-------- Selected text --------

KU-DMIS-MSRA at RadSum23: Pre-trained Vision-Language Model for Radiology Report Summarization

In this paper, we introduce CheXOFA, a new pre-trained vision-language model (VLM) for the chest X-ray domain. Our model is initially pre-trained on various multimodal datasets within the general domain before being transferred to the chest X-ray domain. Following a prominent VLM, we unify various domain-specific tasks into a simple sequence-to-sequence schema. It enables the model to effectively learn the required knowledge and skills from limited resources in the domain. Demonstrating superior performance on the benchmark datasets provided by the BioNLP shared task, our model benefits from its training across multiple tasks and domains. With subtle techniques including ensemble and factual calibration, our system achieves first place on the RadSum23 leaderboard for the hidden test set.

Pre-training Intent-Aware Encoders for Zero- and Few-Shot Intent Classification

Intent classification (IC) plays an important role in task-oriented dialogue systems as it identifies user intents from given utterances. However, models trained on limited annotations for IC often suffer from a lack of generalization to unseen intent classes. We propose a novel pre-training method for text encoders that uses contrastive learning with intent psuedo-labels to produce embeddings that are well-suited for IC tasks. By applying this pre-training strategy, we also introduce the pre-trained intent-aware encoder (PIE). Specifically, we first train a tagger to identify key phrases within utterances that are crucial for interpreting intents. We then use these extracted phrases to create examples for pre-training a text encoder in a contrastive manner. As a result, our PIE model achieves up to 5.4% and 4.0% higher accuracy than the previous state-of-the-art pre-trained sentence encoder for the N-way zero- and one-shot settings on four IC datasets.

--------

Tasks to carry out
• 1. Answer these questions using the abstracts:
(a) What place does the CheXOFA system achieve on the RadSum23 leaderboard for the hidden test set?
(b) What does the tagger in the intent classification work identify?
(c) On how many IC datasets is the PIE model's accuracy reported?
• 2. Write out the part of the abstracts that opens with the words "KU-DMIS-MSRA at RadSum23: Pre-trained" and closes with "hidden test set.".
• 3. Translate this sentence from the abstracts into Spanish: "Intent classification (IC) plays an important role in task-oriented dialogue systems as it identifies user intents from given utterances."
The data after the abstracts has no connection to them.

-------- Stored data --------

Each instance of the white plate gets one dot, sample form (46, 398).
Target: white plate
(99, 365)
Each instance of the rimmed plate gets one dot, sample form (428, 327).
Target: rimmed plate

--------

List of solutions
• 1.
(a) First place.
(b) Key phrases within utterances that are crucial for interpreting intents.
(c) Four.

• 2.
KU-DMIS-MSRA at RadSum23: Pre-trained Vision-Language Model for Radiology Report Summarization

In this paper, we introduce CheXOFA, a new pre-trained vision-language model (VLM) for the chest X-ray domain. Our model is initially pre-trained on various multimodal datasets within the general domain before being transferred to the chest X-ray domain. Following a prominent VLM, we unify various domain-specific tasks into a simple sequence-to-sequence schema. It enables the model to effectively learn the required knowledge and skills from limited resources in the domain. Demonstrating superior performance on the benchmark datasets provided by the BioNLP shared task, our model benefits from its training across multiple tasks and domains. With subtle techniques including ensemble and factual calibration, our system achieves first place on the RadSum23 leaderboard for the hidden test set.

• 3. La clasificación de intenciones (IC) desempeña un papel importante en los sistemas de diálogo orientados a tareas, ya que identifica las intenciones del usuario a partir de los enunciados dados.